Your output should contain every record, unchanged.

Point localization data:
|---|
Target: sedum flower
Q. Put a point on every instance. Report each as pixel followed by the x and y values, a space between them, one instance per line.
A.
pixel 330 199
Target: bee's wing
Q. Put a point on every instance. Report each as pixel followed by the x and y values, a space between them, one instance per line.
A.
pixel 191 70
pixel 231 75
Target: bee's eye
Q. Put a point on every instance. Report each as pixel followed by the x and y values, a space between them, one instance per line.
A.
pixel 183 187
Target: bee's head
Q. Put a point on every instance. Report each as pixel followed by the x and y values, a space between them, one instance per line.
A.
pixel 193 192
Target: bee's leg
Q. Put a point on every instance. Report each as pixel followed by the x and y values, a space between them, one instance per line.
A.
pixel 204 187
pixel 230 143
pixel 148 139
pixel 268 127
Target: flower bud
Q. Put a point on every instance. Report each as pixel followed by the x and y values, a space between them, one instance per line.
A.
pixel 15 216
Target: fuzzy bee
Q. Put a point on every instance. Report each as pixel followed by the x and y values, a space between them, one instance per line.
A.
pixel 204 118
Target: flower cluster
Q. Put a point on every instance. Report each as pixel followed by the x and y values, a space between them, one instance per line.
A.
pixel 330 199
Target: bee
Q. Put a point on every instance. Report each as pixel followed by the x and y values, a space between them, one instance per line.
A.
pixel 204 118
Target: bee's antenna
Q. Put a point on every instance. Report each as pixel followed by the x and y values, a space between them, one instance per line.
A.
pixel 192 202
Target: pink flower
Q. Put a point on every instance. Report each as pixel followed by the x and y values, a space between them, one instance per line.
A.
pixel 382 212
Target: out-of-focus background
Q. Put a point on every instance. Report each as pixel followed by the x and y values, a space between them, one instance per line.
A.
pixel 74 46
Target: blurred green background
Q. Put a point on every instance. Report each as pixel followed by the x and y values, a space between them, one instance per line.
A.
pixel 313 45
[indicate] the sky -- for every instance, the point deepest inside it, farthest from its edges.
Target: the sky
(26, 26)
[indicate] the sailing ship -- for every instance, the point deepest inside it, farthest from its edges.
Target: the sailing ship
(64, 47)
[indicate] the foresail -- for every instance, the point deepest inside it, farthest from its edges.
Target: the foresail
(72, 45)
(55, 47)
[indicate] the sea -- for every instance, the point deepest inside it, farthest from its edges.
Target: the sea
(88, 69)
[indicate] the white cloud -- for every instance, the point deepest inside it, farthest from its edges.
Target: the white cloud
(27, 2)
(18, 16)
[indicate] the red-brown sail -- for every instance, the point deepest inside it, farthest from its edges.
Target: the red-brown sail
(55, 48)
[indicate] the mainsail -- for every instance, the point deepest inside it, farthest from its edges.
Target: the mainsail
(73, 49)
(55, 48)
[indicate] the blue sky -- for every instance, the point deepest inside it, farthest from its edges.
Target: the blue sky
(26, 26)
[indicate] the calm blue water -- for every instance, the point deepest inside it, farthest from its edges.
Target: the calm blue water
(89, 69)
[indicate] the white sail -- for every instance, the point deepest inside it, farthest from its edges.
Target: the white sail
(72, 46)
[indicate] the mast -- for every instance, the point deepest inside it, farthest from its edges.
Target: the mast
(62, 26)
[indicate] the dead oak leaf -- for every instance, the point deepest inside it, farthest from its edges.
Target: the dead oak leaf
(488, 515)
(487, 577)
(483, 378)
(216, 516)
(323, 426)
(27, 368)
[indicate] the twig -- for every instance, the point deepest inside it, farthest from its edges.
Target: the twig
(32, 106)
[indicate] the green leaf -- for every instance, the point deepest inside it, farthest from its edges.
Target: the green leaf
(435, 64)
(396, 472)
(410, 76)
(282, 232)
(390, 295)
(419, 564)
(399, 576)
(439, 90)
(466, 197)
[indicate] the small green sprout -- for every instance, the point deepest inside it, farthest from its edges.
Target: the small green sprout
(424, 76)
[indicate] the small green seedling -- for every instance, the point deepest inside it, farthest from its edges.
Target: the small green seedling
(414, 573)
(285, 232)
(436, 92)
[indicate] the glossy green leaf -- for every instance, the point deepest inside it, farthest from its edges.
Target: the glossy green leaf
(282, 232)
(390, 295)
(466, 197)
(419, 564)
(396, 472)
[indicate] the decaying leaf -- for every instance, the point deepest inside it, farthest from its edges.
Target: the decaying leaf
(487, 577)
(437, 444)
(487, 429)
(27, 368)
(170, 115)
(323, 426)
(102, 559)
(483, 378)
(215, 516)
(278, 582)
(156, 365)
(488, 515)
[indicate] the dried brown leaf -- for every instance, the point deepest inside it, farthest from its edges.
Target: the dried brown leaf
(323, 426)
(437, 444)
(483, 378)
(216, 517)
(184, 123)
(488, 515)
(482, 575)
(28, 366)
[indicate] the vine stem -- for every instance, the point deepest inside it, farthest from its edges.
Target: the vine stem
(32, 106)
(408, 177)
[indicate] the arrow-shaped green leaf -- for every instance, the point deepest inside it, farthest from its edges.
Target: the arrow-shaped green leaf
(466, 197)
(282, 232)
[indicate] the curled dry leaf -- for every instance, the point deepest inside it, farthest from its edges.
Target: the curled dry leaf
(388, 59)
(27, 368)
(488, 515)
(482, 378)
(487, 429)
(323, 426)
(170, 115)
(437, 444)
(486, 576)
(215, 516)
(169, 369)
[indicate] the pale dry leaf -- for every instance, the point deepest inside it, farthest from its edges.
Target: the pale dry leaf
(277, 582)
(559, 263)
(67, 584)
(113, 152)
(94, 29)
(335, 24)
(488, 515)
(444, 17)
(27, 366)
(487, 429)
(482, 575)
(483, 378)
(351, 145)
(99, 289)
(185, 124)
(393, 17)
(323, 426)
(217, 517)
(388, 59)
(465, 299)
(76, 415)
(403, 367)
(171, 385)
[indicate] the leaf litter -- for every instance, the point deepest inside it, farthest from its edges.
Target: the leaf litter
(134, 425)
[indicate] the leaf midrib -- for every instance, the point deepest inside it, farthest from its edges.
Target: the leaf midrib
|---|
YOUR SOLUTION —
Target: sedum flower
Q. Put a point on every instance. Report each as pixel followed by the x and y values, a space between them, one instance per line.
A.
pixel 330 199
Target: bee's wing
Q. Put a point on every instance. Report each as pixel followed by the x and y values, a space between them, one instance per line.
A.
pixel 191 70
pixel 231 75
Target: bee's eye
Q. Put a point on every instance. Report each as pixel followed by the x and y values, a space between them, one instance per line.
A.
pixel 183 187
Target: bee's head
Q. Put a point on every instance. Report each as pixel followed by the x and y values, a space between them, one instance per line.
A.
pixel 193 192
Target: bee's leg
Q. Put a point on every instance. Report each as pixel followed by the x and y values, a space between them, one instance per line.
A.
pixel 204 187
pixel 230 143
pixel 148 139
pixel 268 127
Target: flower bud
Q. Put a point on every instance. Report each as pixel followed by the x and y values, a space between them, one instance per line.
A.
pixel 15 216
Target: fuzzy bee
Q. Put a point on every instance. Report each as pixel followed by the x and y values, a space between them, one instance per line.
A.
pixel 204 118
Target: flower cluster
Q. Put a point on every instance. Report each as pixel followed by the x and y values, a space between them, one instance per line.
A.
pixel 330 199
Target: bee
Q. Put a point on every instance. Report each as pixel followed by the x and y values, a space between them, one instance per line.
A.
pixel 204 118
Target: bee's antenna
Q. Put a point on every instance. Report each as pixel followed by the x and y values, a space between them, one instance per line.
A.
pixel 192 202
Target: pink flower
Q. Put a point on every instance. Report each as pixel followed by the x and y values, a space between them, one instance per line.
A.
pixel 382 212
Target: out-of-focus background
Q. Put a point on every instance. Report each as pixel followed by the x and y values, a space between them, one instance per line.
A.
pixel 74 46
Target: blurred green background
Q. Put a point on every instance. Report each as pixel followed by the x and y values, a space between them, one instance per line.
A.
pixel 313 45
[indicate] the sky -- for every instance, the point deepest inside it, farthest from its edges.
Target: the sky
(26, 26)
[indicate] the sailing ship -- for every instance, the point deepest inside it, farthest from its edges.
Target: the sailing ship
(64, 47)
[indicate] the foresail -- for every instance, the point deepest inside it, farthest from its edges.
Target: the foresail
(72, 45)
(55, 47)
[indicate] the sea -- for every instance, the point deepest inside it, farthest from its edges.
Target: the sea
(88, 69)
[indicate] the white cloud -- for every instance, the point deepest inside it, farthest from its edges.
Target: the white cloud
(27, 2)
(18, 16)
[indicate] the red-brown sail -- for every instance, the point deepest inside it, farthest from its edges.
Target: the red-brown sail
(55, 48)
[indicate] the mainsail -- for every instance, the point deepest inside it, farthest from its edges.
Target: the mainsail
(73, 49)
(55, 48)
[indicate] the blue sky -- for every instance, the point deepest inside it, farthest from its edges.
Target: the blue sky
(26, 26)
[indicate] the calm blue water -- for every instance, the point deepest inside it, farthest from its edges.
Target: the calm blue water
(89, 69)
[indicate] the white sail -- for every instance, the point deepest inside it, farthest from its edges.
Target: the white sail
(72, 46)
[indicate] the mast -- for every instance, the point deepest inside it, farthest from its edges.
Target: the mast
(62, 26)
[indicate] the dead oak leaf -- for every instance, the point deepest inside it, farthest from its edges.
Target: the dead oak leaf
(488, 515)
(487, 577)
(483, 378)
(216, 516)
(323, 426)
(27, 368)
[indicate] the twig -- for every instance, the point deepest inside it, farthest from its edges.
Target: the twig
(32, 106)
[indicate] the green leaf -- for every instance, the point deepest inside it, farthest from its edges.
Target: the green leaf
(435, 64)
(396, 472)
(410, 76)
(282, 232)
(390, 295)
(419, 564)
(399, 576)
(439, 90)
(466, 197)
[indicate] the small green sprout -- for every instance, the point deepest inside it, farthest from its edges.
Target: the small green sprout
(424, 76)
[indicate] the small green seedling -- for every instance, the point deepest inside it, farthest from its edges.
Target: the small green seedling
(414, 573)
(285, 232)
(436, 92)
[indicate] the glossy green leaf -- for every instance, the point deepest inside it, farthest from its edges.
Target: the glossy green leaf
(282, 232)
(390, 295)
(466, 197)
(419, 564)
(396, 472)
[indicate] the decaying leaf -- for every instance, the point deepest inside it, farthest from its edges.
Target: the decaying leaf
(487, 577)
(437, 444)
(487, 429)
(27, 368)
(170, 115)
(323, 426)
(102, 559)
(483, 378)
(215, 516)
(278, 582)
(156, 365)
(488, 515)
[indicate] the dried brown leaf -- for every instance, the point deepest inside it, farthest from its edges.
Target: the dried brown leaf
(323, 426)
(437, 444)
(483, 378)
(216, 517)
(184, 123)
(488, 515)
(482, 575)
(28, 366)
[indicate] the vine stem -- for every instance, the point deepest inside it, farthest from its edges.
Target: the vine stem
(32, 106)
(408, 177)
[indicate] the arrow-shaped green leaf -- for every instance, the point deepest inside it, farthest from its edges.
Target: the arrow-shaped green leaf
(466, 197)
(282, 232)
[indicate] the curled dry leaf -- for every instance, the point deepest inside it, farthest from its edges.
Target: the curled dry leaf
(388, 59)
(27, 368)
(488, 515)
(482, 378)
(487, 429)
(323, 426)
(170, 115)
(437, 444)
(486, 576)
(215, 516)
(169, 369)
[indicate] the pale dry leaf -- for every instance, the point deepest inside it, farthest from its edges.
Target: the pale dry leaf
(277, 582)
(559, 263)
(67, 584)
(113, 152)
(94, 29)
(335, 24)
(488, 515)
(444, 17)
(27, 366)
(487, 429)
(482, 575)
(483, 378)
(351, 145)
(99, 289)
(185, 124)
(393, 17)
(323, 426)
(217, 517)
(388, 59)
(465, 299)
(76, 415)
(403, 367)
(171, 385)
[indicate] the leaf litter -- for every instance, the point deepest inside it, farthest from its edges.
Target: the leaf litter
(134, 425)
[indicate] the leaf midrib -- for every instance, the point deepest inside it, farthest from its edges.
Target: the leaf midrib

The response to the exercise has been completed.